YOUR OBJECTIVE: All that is wanted is how many lines in the records below include the string "plate".

+--

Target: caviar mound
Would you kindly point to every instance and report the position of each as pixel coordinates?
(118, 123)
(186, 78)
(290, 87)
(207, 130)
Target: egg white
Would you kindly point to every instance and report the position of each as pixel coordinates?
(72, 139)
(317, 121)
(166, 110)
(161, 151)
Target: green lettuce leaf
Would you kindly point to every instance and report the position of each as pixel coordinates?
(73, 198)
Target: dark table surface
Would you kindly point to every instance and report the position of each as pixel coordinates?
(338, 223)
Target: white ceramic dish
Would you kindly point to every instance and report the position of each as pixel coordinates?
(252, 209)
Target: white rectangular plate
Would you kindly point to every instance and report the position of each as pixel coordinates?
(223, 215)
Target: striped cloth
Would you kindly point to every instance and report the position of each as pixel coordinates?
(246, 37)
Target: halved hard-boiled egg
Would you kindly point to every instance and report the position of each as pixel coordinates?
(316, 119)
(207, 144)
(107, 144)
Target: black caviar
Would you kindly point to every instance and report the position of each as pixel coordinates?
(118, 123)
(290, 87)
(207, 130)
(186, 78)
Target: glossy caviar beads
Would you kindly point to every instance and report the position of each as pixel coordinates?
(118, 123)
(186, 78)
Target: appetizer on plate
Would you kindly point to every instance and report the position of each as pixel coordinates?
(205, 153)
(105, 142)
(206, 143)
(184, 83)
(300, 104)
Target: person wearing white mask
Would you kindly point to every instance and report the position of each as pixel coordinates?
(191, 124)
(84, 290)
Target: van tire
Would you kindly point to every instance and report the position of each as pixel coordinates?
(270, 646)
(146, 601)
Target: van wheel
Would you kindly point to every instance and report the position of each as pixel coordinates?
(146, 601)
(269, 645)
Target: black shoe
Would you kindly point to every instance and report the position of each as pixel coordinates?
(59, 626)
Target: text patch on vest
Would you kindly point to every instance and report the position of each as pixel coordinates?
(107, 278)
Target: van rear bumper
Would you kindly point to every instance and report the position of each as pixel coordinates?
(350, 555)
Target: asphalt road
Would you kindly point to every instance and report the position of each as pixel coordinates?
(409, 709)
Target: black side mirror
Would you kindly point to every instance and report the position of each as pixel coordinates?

+--

RESULT: 2